PROBLEM DESCRIPTION - Edit the listing below by changing every "green leaf" to "yellow leaf", leaving everything else as it is.

[Excerpts of pointing data]
_____
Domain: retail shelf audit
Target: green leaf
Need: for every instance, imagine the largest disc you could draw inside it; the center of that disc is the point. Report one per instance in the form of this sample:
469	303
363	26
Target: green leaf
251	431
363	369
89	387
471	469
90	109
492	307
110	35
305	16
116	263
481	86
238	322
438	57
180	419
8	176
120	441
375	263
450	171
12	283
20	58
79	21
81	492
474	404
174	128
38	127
_____
ANSWER TO THIS EXERCISE -
Domain: retail shelf audit
Target: yellow leaf
Need: for every instance, imagine the largest disc you could draw inside it; the center of that disc is the point. Report one per instance in the form of this sample:
469	303
363	26
Target: yellow leaf
251	431
363	369
89	387
471	469
90	109
492	307
110	35
305	16
116	263
481	86
238	322
438	57
180	419
8	176
120	441
375	263
450	171
12	283
20	58
79	21
81	492
474	404
174	128
38	127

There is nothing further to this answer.